Document section:

KiOR: The Inside True Story of a Company Gone Wrong. Part 5, The Collapse 

November 24, 2016 |

Never, never land

The bottom line? For KiOR, there were the three nevers.

The first never. The 67 gallon per ton claim in the IPO. We asked Denis Stamires, point-blank: was there any result, ever, using KiOR technology, with refinery-compatible oxygen levels — in the 67 gallon per ton range, or even in the 50s?

Stamires was emphatic. “No. Never.”

Was it a complete fabrication? “It is. It has to be.” Stamires said. “I was the top scientist, and I had no idea that the [S-1] had even been written for the SEC.”

The second never. We asked Stamires. Did you ever have a chance to review the yield claims prior to the IPO?

“Never. And they even put my name on it. How did I found out? After it had gone out into the public,  my son who is a business executive, found it from his Wall Street friends. I got a copy from Wall Street, and I was at KiOR. It blows your mind. When I saw the 67, I said ‘where the hell does this come from’? But what killed me was the $1.80 per gallon. We’re talking about a few dollars, but not $1.80.”

Entries supplied:
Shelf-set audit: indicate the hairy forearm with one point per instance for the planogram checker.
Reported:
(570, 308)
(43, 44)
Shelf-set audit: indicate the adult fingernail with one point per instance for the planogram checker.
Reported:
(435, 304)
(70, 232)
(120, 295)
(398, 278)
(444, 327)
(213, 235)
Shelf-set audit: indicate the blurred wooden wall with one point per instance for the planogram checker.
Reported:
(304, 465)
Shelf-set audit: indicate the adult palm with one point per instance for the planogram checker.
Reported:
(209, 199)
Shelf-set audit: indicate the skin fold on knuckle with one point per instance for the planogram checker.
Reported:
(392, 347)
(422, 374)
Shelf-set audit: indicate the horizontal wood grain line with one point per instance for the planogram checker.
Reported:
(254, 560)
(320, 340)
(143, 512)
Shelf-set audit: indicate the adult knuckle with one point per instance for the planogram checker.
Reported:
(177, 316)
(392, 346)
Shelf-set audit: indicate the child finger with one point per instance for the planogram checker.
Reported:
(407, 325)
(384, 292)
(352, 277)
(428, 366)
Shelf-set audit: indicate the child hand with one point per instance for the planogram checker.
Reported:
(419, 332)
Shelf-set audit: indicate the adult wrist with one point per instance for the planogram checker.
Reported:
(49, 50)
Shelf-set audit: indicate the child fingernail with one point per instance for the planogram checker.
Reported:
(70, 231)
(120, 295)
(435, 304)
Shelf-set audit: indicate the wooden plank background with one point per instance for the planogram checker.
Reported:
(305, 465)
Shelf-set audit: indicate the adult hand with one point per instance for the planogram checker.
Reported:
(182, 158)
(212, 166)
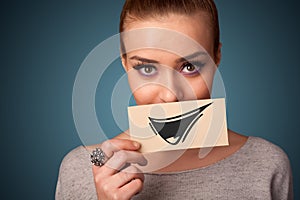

Explore the material:
**A.** Decide whether each statement below agrees with the article on KiOR's collapse. For each, answer yes or no and quote the deciding words of the article: (i) Stamires said some KiOR result reached the 67 gallon per ton range with refinery-compatible oxygen levels. (ii) Stamires's son found the filing through his Wall Street friends. (iii) Stamires reviewed the yield claims before the IPO.
**B.** Translate this sentence from the article on KiOR's collapse into Spanish: "I was the top scientist, and I had no idea that the [S-1] had even been written for the SEC."
**C.** Carry on the article on KiOR's collapse from its last sentence.

Outputs in order:
**A.**
(i) No: "No. Never."
(ii) Yes: "my son who is a business executive, found it from his Wall Street friends"
(iii) No: "Never. And they even put my name on it."

**B.** Yo era el científico principal y no tenía idea de que el [S-1] siquiera se hubiera redactado para la SEC.

**C.**
The third never. Had 67 gallons per ton been achieved, could $1.80 been achieved?

“Absolutely not. Not even close,” said Stamires. The problem there?

“The cost of the catalyst. It wasn’t lasting long. But you are using a catalyst that costs between $5 and $10 a pound. You’re not making pharmaceuticals, you’re making bio-oil.”

The catalyst design was fatal to the technology’s cost objective?  “Absolutely. High use of a catalyst at a high price? You don’t have anything.”

What about catalyst loss? “You might lose up to 1% in a normal operation,” Stamires told The Digest. “But KiOR was losing over 10%. The whole thing was becoming academic. The process had a lot of metals, and was severe, and the biomass contains metals, and the process, the velocities and the contact time. It was the process time. It deactivated pretty fast. You get plugged pores. But it was the metals in the biomass. We were not removing them, we were adding them, in pre-treatment with salts.”

Never, never, never. That’s the story of KiOR.

For the public and investors, the focus may better be placed on “never again”.